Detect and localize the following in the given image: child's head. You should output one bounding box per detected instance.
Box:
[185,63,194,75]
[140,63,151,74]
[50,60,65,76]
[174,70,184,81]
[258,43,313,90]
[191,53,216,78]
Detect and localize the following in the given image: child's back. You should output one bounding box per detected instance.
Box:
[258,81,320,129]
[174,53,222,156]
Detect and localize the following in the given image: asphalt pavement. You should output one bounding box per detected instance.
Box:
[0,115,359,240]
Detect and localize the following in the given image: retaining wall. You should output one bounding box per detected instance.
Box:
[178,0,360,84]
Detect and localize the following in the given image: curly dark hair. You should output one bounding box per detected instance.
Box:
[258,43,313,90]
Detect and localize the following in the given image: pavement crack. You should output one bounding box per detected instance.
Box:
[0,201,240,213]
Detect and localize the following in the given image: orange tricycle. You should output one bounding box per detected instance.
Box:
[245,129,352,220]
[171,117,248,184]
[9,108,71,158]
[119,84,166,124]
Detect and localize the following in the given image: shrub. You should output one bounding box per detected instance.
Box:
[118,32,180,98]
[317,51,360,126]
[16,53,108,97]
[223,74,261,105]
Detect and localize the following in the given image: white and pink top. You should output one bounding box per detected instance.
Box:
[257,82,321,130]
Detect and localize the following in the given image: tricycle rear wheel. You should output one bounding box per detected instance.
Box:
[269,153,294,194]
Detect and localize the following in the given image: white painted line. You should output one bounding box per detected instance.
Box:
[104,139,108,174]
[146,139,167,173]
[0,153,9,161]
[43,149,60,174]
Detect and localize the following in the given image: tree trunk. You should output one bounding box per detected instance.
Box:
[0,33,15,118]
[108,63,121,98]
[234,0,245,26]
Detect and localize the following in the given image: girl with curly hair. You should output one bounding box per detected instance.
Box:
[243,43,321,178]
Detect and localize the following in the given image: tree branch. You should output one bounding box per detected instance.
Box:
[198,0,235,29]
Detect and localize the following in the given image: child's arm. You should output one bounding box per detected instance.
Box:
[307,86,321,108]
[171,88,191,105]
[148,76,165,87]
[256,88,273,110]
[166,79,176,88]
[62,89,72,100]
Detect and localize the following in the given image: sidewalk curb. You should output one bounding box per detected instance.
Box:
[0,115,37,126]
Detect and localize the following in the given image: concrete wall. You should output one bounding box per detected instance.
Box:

★ ★ ★

> **Exercise aim**: Wherever a line holds the word "tricycle", copy that line out of the entries above.

> **Reply to the task**:
Detect and localize the following in the given image: orange tricycle. You should output one bounding box per detected instance.
Detect and localize the following in the given image: tricycle rear wheel. You should output one bounding box per detected instance.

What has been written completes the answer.